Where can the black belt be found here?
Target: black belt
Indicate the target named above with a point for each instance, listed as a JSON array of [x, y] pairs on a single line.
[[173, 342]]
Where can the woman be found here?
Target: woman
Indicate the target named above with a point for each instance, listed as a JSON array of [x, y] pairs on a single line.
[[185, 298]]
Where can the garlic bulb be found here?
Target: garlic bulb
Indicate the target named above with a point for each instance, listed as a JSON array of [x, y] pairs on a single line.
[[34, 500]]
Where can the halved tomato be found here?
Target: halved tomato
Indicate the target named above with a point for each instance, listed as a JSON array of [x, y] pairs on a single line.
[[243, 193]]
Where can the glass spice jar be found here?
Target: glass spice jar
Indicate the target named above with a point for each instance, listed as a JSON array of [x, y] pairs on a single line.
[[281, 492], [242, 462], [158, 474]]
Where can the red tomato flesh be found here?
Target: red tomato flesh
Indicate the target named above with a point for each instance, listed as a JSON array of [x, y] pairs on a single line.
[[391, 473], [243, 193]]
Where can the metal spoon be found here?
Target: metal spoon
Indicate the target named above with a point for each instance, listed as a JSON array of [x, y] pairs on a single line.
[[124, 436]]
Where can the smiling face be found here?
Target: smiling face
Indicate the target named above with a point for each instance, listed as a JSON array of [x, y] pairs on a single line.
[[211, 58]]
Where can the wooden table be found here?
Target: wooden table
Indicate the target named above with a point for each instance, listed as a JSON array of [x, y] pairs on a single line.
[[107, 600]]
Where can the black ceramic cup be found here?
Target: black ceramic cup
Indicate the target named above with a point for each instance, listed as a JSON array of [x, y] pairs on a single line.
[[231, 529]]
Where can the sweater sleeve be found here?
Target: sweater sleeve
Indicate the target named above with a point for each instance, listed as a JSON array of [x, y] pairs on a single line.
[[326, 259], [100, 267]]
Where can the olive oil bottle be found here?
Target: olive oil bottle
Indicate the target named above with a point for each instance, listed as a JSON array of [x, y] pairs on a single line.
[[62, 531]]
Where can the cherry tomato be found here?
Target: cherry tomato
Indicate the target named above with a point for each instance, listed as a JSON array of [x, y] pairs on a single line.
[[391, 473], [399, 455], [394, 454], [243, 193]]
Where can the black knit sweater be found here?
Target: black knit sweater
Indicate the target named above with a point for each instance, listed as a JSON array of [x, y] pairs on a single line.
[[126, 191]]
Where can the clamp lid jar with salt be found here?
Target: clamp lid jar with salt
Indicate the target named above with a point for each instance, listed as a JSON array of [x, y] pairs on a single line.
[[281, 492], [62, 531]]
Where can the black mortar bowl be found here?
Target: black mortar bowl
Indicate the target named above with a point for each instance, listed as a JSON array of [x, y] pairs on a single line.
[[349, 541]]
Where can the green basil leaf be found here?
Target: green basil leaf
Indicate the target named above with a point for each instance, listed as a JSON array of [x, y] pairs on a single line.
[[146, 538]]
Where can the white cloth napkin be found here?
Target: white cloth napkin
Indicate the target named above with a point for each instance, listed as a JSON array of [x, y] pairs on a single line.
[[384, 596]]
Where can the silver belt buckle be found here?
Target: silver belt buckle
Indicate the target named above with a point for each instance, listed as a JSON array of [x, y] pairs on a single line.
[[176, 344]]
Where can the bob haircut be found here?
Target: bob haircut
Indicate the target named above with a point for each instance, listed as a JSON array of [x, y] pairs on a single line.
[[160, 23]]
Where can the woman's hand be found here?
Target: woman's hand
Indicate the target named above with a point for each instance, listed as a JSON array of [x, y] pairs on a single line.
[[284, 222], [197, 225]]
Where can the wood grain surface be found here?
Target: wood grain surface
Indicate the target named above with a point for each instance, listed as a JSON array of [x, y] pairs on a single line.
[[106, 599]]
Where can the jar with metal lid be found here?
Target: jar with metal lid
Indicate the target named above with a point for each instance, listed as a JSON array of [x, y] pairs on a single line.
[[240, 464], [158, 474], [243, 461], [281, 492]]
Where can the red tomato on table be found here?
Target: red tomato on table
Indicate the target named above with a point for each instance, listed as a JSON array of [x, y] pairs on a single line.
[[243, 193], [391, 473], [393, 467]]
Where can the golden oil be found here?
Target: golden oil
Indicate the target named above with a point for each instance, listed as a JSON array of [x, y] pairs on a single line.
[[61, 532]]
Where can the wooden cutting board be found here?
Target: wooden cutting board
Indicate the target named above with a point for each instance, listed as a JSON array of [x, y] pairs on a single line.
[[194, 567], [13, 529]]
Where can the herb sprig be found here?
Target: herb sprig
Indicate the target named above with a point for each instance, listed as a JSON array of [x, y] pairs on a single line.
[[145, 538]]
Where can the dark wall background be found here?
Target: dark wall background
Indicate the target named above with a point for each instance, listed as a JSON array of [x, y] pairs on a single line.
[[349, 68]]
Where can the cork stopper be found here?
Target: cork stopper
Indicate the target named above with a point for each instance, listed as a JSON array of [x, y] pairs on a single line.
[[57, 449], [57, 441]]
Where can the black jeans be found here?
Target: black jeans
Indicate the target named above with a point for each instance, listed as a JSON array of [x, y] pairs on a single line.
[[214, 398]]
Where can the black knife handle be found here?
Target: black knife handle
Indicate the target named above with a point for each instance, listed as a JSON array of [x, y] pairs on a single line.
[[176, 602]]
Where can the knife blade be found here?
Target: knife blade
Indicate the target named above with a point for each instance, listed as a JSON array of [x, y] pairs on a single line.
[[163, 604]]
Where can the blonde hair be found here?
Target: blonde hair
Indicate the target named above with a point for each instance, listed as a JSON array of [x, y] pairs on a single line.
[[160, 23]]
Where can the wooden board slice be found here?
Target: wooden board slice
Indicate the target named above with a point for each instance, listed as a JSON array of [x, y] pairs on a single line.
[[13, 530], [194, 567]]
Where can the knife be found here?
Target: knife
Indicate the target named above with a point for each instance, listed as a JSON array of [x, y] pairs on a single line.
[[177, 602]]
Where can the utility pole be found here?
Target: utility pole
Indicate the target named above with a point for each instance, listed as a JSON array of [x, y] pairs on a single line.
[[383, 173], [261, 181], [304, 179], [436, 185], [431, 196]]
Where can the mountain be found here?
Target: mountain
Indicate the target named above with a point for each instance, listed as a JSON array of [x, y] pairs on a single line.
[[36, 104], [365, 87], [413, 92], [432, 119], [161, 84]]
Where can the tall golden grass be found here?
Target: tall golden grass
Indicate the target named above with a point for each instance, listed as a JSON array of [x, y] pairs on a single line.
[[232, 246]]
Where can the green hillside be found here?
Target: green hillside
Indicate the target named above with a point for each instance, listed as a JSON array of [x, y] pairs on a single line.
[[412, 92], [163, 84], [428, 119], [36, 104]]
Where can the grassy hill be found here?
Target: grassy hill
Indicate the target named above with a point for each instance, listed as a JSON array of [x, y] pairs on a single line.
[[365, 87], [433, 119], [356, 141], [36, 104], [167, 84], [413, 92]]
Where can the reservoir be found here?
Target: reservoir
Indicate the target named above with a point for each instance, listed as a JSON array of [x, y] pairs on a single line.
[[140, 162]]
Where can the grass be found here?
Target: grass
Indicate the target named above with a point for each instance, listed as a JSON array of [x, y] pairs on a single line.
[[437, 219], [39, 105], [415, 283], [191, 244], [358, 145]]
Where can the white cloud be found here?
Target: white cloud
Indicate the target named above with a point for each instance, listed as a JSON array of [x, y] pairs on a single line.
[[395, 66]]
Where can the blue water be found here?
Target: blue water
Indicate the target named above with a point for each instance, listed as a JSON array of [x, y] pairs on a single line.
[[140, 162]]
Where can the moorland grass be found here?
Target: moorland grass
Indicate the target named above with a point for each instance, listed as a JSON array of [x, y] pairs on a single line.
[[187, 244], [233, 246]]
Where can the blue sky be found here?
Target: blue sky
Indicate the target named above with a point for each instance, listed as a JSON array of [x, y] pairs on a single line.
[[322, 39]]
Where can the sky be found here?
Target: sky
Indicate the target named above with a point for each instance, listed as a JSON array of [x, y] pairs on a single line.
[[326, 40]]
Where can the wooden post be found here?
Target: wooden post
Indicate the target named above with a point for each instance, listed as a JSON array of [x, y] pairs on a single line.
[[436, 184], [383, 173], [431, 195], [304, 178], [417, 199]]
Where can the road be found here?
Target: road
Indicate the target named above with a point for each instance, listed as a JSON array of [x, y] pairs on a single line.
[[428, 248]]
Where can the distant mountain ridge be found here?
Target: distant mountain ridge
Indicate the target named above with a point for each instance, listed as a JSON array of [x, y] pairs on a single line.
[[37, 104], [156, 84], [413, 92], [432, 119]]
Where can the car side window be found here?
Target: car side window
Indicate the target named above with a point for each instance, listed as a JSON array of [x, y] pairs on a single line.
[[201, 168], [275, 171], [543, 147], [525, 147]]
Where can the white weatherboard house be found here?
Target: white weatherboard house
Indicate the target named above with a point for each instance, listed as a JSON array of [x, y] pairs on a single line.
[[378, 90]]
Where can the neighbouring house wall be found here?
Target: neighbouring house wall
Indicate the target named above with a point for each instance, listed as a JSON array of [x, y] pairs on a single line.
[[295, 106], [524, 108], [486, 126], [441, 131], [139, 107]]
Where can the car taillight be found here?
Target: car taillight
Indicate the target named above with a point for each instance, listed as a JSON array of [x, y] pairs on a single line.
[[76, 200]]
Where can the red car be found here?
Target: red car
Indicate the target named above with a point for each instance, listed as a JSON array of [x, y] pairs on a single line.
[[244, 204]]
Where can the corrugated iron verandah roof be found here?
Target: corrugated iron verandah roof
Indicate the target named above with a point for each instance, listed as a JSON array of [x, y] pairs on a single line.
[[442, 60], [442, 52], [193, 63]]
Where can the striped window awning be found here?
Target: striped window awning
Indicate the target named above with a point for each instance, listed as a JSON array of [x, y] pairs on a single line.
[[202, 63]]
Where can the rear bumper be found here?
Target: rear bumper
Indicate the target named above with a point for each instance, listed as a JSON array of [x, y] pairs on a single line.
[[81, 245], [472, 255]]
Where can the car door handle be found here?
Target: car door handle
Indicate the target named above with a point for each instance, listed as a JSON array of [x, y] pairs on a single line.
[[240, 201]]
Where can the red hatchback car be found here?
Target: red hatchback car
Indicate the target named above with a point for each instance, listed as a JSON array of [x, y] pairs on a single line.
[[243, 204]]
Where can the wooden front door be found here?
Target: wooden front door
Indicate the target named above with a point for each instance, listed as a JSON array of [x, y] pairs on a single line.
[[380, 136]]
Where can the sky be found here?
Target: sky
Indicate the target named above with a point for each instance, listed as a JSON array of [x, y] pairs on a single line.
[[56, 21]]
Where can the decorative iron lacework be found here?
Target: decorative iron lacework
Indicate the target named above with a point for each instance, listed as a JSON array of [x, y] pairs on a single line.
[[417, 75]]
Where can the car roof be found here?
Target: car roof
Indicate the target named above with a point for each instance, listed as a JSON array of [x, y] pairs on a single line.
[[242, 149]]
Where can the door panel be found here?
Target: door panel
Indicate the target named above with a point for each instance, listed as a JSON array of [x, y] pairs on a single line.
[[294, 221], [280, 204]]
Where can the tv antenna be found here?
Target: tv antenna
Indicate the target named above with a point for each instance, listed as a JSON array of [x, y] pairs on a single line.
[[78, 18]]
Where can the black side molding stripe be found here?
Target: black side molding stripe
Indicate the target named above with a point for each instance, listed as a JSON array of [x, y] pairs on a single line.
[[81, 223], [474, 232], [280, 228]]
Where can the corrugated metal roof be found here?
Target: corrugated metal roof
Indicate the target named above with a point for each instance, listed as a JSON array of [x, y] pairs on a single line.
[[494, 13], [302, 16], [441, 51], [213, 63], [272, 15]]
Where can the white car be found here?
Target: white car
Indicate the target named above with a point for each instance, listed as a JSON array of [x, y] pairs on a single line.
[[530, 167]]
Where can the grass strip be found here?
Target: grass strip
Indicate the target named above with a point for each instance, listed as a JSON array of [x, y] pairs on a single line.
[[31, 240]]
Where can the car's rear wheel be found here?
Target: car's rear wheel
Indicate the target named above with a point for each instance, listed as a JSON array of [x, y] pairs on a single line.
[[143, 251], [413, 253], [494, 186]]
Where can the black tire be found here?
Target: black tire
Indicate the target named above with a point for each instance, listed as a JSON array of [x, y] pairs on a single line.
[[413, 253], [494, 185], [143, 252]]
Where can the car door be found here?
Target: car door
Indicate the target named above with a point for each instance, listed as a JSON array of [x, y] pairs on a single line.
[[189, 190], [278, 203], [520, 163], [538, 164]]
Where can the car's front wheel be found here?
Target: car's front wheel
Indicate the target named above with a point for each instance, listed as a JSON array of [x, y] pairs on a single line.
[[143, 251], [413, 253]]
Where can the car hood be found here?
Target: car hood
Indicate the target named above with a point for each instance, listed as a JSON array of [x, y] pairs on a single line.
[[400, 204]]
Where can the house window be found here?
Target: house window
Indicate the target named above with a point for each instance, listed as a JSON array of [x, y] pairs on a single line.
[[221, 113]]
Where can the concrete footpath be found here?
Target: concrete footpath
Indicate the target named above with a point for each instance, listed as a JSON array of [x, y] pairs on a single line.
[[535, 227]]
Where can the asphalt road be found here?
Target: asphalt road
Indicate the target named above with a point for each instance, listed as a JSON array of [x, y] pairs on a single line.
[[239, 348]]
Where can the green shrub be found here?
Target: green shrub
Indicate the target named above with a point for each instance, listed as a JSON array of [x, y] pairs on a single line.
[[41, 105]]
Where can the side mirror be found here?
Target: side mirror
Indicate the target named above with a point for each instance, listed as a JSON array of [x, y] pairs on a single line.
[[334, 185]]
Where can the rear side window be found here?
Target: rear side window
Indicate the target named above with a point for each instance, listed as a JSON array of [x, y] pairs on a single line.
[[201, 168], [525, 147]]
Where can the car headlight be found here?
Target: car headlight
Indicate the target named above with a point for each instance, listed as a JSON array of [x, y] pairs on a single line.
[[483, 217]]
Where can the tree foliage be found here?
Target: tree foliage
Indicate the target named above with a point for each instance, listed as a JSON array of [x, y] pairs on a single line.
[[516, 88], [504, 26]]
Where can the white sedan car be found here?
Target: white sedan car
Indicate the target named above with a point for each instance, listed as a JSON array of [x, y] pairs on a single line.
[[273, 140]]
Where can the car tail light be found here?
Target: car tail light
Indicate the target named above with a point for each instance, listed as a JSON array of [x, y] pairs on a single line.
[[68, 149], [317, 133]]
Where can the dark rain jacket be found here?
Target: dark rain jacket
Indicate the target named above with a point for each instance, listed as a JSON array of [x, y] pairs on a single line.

────────────────────

■ Problem description: Scale the records from the line holding "Where can the knife blade be found here?" through the line holding "[[383, 173], [261, 181], [304, 179], [436, 185], [431, 196]]", inclusive. Reproduce each of those lines with the requests unchanged, multiply every point coordinate in the answers by 1.95, round to whole numbers with halves going up, and return only those lines.

■ Solution to this problem:
Where can the knife blade be found here?
Target: knife blade
Indicate the target named above with a point for each instance, listed as a JSON array of [x, y] pairs on a single line.
[[318, 1178]]
Where can the blonde hair be found here?
Target: blonde hair
Indicate the target named above with a point for each instance, listed as a JSON array of [x, y] pairs on a single line.
[[312, 45]]
Where can the wooden board slice be found here?
Target: wooden board slice
Indicate the target named above with a point for each instance, listed as a JSON array of [x, y] pairs on a single line.
[[25, 1034], [378, 1106]]
Where can the knife be found here?
Target: knife
Indicate the target named above with a point for each instance, listed as a JSON array of [x, y] pairs on a single line.
[[345, 1174]]
Where can the utility pole be found here?
Target: utility pole
Indicate the target named above with a point for each instance, listed as a JSON array of [x, y] pairs on a single line.
[[747, 337], [509, 353], [593, 349], [850, 361], [840, 382]]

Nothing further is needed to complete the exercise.